# terme péjoratif pour une personne qui porte des lunettes



## Cracker Jack

Y-a-t-il du mot, un adjectif ou un substantif bien péjoratif pour décrire une personne qui porte des lunettes? Elle n'a pas de vie sociale non plus. Elle est occupée par des études ou des activités academiques de telle façon qu'elle n'a pas de temps pour des fêtes ou des salades.

Je pensais à polard(e). Bien que la plupart portent des lunettes, il y a aussi des exceptions. Merci beaucoup.


----------



## tourne

qu'est ce qu'un polard ??

le mot que tu cherches est binoclard (e)   : binocle (lunette) + ard (péjoratif)

"un vieux professeur binoclard" (petit Robert)


----------



## Ploupinet

Un "intello" peut-être ? (Mais il n'y a pas de lien avec les lunettes ! )


----------



## Calamitintin

Polard...ça s'emploie dans certaines école d'ingénieur, je sais (pas dans la mienne ), pour quelqu'un qui passe son temps dans les polys.
Binoclard oui...Geek (si elle passe son temps devant les ordis)...On peut parler de "no-life"...Mais je ne sais pas si c'est très répandu...
++
Cal


----------



## Anne345

Hervé Bazin parle de "_bésiclard studieux_".


----------



## geve

J'aurais dit *binoclard* aussi. Sinon, le *boutonneux à lunettes* est un autre classique, mais je ne sais pas si tu voulais des boutons en plus !


----------



## Gévy

Bonjour:

On parle aussi facilement d'une "vieille taupe" pour une femme désagréable

être myope comme une taupe: être très myope, ne rien voir du tout.

vivre comme une taupe: ne pas sortir de chez soi, être casannier.

Tu pourrais peut-être jouer avec ça.

Bisous,

Gévy


----------



## KaRiNe_Fr

Je dis bigleux.

Edit : Ah oui, Gévy !  Et en plus ça marche aussi pour les étudiants en prépa.


----------



## Cracker Jack

Merci beaucoup por vos réponses. Cependant, je dois éclairer:

1. Cal on applique polard seulement aux affaires polytechniques?
Un élève de poli obsédé par ses études est polard?

2. Anne, est Hervé Bazin écrivain ou academicien? Je pensais aussi à Hervé de Caméra Café mais je n'étais pas sure.

3. Karine, quel age ont-ils les étudiants de prépa. Est-il à l'étage de BAC + 2 ou + 3?

Merci autre fois.


----------



## Anne345

Et _polard_ ne vient pas de _polycopié_ mais de _polarisé_ (cf. TLFI)


----------



## Calamitintin

On dit aussi *pougne* : quelqu'un qui ne fait que bosser. Je ne sais pas si c'est compris de tout le monde ou si c'est seulement dans le jargon étudiant .


----------



## Kolan

Celui qui porte des lunettes - *lunetté*, ça sonne péjoratif. Pourtant, c'est rare.

◆ CONSIGNE
D'après Anne345 dans le document source, de quel mot vient « polard » ? Répondez en quelques mots, s'il vous plaît.

Extraits de jeux de données annotés par boîtes

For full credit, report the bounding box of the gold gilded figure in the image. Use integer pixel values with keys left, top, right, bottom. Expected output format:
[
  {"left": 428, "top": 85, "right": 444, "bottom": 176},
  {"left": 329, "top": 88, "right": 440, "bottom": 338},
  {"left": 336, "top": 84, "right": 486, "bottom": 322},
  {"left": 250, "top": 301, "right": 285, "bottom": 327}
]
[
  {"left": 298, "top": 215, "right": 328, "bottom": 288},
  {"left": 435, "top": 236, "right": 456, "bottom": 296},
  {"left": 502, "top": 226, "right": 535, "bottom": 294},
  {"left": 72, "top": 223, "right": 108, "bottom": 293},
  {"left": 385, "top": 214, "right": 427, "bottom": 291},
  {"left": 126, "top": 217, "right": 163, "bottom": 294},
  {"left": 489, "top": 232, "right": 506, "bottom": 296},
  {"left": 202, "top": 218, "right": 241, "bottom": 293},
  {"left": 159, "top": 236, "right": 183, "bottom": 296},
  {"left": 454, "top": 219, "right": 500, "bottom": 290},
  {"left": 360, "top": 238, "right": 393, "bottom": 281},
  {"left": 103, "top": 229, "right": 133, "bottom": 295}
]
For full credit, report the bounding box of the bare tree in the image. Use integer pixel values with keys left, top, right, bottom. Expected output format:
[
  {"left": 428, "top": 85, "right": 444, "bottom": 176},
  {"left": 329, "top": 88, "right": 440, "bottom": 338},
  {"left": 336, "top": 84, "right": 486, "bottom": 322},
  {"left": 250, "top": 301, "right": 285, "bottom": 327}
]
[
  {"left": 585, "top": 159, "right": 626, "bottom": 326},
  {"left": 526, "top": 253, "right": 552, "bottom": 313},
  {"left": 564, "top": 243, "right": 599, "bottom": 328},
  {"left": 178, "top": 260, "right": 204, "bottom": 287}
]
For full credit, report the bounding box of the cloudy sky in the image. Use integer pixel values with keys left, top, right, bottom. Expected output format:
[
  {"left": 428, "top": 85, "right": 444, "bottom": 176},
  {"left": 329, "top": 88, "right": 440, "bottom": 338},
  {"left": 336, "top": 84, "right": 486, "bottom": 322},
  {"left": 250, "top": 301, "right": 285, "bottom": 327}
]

◆ CORRIGÉ COMPLET
De « polarisé ».